* Brano di testo:
◆ ◆ ◆ ◆

Chirurgo dell'apparato digestivo, ha voluto analizzare le profondità filosofiche del cuore che superassero i “sistemi astratti lontani dall'essere umano concreto e reale” tanto propri del razionalismo e degli “ismi” che hanno prevalso negli ultimi secoli e continuano a imperversare. In queste intellettuali, osserva, ha trovato “i migliori saggi sulle 'ragioni del cuore'”, anche se alcune hanno subito il rifiuto o l'assassinio, come Simone Weil, Hannah Arendt o Edith Stein.

Qual è stato il motivo per scegliere solo donne per il suo libro?

Questo libro nasce da una serie di conferenze in cui ho analizzato il concetto filosofico del “cuore”. Con le parole di Pascal, volevo trovare i migliori saggi sulle “ragioni del cuore”. In effetti volevo chiamare il libro Pensar con el corazón (Pensare con il cuore), ma esisteva già un testo con questo titolo. Volevo trovare proposte filosofiche in cui si intrecciassero una vita di pienezza e un pensiero logico-deduttivo, perché quest'ultimo, se non è accompagnato da uno sguardo filosofico che parte “dal cuore”, consiste nel costruire sistemi astratti lontani dall'essere umano concreto e reale.

◆ ◆ ◆ ◆

Voci per l'identificazione dei luoghi:

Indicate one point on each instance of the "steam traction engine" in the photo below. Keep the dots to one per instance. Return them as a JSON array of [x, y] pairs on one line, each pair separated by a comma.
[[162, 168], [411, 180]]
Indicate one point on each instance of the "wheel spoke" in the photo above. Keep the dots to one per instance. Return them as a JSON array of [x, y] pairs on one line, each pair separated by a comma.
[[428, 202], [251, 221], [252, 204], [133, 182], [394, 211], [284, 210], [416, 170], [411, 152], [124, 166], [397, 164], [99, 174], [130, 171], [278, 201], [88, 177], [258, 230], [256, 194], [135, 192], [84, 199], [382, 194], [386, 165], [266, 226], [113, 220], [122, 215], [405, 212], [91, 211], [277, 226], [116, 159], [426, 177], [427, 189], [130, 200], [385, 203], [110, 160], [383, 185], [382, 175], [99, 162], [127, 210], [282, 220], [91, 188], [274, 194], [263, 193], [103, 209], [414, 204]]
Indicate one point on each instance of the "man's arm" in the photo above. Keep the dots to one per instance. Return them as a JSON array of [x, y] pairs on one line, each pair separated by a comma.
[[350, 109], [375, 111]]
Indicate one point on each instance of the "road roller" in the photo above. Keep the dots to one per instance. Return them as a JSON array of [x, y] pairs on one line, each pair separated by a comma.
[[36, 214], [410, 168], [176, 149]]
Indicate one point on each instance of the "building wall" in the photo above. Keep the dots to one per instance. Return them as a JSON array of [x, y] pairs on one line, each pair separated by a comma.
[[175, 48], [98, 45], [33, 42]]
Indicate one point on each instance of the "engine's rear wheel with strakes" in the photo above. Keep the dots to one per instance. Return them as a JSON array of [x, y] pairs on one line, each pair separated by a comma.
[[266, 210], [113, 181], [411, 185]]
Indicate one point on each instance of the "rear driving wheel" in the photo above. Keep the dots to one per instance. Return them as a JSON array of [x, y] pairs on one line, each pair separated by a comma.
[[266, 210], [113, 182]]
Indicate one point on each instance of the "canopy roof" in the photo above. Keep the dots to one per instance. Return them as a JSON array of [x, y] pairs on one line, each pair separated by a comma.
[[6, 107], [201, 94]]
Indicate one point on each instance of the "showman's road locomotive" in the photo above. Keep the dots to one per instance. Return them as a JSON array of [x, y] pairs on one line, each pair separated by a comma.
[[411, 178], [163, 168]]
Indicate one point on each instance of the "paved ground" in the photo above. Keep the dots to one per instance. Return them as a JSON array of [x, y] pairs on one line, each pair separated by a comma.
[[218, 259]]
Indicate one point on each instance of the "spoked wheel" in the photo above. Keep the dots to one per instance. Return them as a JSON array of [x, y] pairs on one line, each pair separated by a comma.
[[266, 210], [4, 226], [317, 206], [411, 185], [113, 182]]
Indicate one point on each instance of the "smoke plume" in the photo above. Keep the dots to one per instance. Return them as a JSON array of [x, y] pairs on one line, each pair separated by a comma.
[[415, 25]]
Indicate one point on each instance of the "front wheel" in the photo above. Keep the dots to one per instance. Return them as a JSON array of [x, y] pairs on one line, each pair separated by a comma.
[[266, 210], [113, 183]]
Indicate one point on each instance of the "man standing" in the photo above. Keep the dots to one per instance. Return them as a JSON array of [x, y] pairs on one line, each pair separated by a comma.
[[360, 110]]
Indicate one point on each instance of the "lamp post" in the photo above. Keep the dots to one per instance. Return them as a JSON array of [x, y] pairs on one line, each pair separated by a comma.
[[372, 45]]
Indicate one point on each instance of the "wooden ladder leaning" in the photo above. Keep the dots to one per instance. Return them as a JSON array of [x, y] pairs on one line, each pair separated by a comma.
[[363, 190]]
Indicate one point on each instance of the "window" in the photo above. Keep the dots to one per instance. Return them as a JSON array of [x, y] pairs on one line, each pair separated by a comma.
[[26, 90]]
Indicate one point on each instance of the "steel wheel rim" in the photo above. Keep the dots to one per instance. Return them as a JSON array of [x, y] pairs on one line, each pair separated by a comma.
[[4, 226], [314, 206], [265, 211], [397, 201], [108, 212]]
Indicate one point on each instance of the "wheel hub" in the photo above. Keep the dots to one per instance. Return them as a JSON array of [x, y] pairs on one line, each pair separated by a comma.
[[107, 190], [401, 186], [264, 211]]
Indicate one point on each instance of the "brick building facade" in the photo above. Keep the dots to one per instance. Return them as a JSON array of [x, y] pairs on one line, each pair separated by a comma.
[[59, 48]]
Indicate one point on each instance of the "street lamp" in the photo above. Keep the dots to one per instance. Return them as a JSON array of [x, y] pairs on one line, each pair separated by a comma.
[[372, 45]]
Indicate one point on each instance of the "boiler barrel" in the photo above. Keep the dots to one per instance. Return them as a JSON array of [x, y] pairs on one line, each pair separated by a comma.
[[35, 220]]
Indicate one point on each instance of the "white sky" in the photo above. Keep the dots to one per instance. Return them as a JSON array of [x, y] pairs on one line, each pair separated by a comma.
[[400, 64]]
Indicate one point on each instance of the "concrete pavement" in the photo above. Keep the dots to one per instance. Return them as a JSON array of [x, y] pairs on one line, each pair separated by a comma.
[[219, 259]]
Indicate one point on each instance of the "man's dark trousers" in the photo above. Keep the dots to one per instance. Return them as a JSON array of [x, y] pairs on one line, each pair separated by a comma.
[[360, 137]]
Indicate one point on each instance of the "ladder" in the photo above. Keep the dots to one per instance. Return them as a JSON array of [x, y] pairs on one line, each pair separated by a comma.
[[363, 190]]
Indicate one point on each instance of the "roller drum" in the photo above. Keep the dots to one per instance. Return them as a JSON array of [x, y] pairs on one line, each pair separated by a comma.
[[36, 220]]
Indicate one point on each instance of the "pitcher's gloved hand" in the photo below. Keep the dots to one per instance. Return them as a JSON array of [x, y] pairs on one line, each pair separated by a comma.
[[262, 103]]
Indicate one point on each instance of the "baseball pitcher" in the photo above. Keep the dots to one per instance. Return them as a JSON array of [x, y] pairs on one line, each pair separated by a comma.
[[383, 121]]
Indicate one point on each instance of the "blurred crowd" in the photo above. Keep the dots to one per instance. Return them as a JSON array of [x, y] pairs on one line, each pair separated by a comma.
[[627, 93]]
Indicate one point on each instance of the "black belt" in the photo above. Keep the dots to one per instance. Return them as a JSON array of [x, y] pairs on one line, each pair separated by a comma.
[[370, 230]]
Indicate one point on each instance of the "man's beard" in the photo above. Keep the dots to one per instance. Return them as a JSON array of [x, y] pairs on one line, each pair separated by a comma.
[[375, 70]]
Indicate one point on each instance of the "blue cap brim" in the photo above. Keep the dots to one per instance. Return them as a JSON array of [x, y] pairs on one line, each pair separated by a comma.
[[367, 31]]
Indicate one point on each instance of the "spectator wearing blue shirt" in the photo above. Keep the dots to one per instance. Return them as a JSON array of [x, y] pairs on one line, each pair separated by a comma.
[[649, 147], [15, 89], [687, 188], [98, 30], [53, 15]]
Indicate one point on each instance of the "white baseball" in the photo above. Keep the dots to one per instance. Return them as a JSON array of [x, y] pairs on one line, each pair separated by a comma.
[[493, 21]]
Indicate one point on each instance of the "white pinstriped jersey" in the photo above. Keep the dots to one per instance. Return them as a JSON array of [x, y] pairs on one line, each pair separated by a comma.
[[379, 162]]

◆ ◆ ◆ ◆

* Attività da svolgere:
1 > Risponda brevemente a queste domande sul brano relativo al pensiero del cuore:
(a) Quale professione viene attribuita all'autore del libro?
(b) Quali intellettuali sono citate tra quelle che hanno subito il rifiuto o l'assassinio?
(c) Quale titolo avrebbe voluto dare al libro, e per quale motivo non l'ha usato?
2 > Prosegua il brano relativo al pensiero del cuore, riprendendo subito dopo la sua ultima frase.
Per svolgere l'esercizio non occorre consultare le voci.

* Risultati dell'esercizio:
1 >
(a) È chirurgo dell'apparato digestivo.
(b) Simone Weil, Hannah Arendt ed Edith Stein.
(c) Pensar con el corazón (Pensare con il cuore); non l'ha usato perché esisteva già un testo con questo titolo.

2 >
E allora mi sono reso conto che le proposte più feconde in questo senso uscivano dalla penna delle donne che tratto nel mio libro: Simone Weil, María Zambrano, Edith Stein, Hannah Arendt ed Elisabeth Kübler-Ross.

Da quello che dice, capisco che vuole sottolineare lo sguardo femminile per offrire una soluzione migliore ai problemi che ci riguardano, giusto?

L'idea più originale del libro è quella di far conoscere la vita e le opere di queste intellettuali del XX secolo e applicarle alla crisi profonda della cultura in cui viviamo in questo XXI secolo. Non utilizzo la preziosa antropologia che ciascuna di loro ci offre perché le autrici sono donne, ma perché il contenuto è molto valido.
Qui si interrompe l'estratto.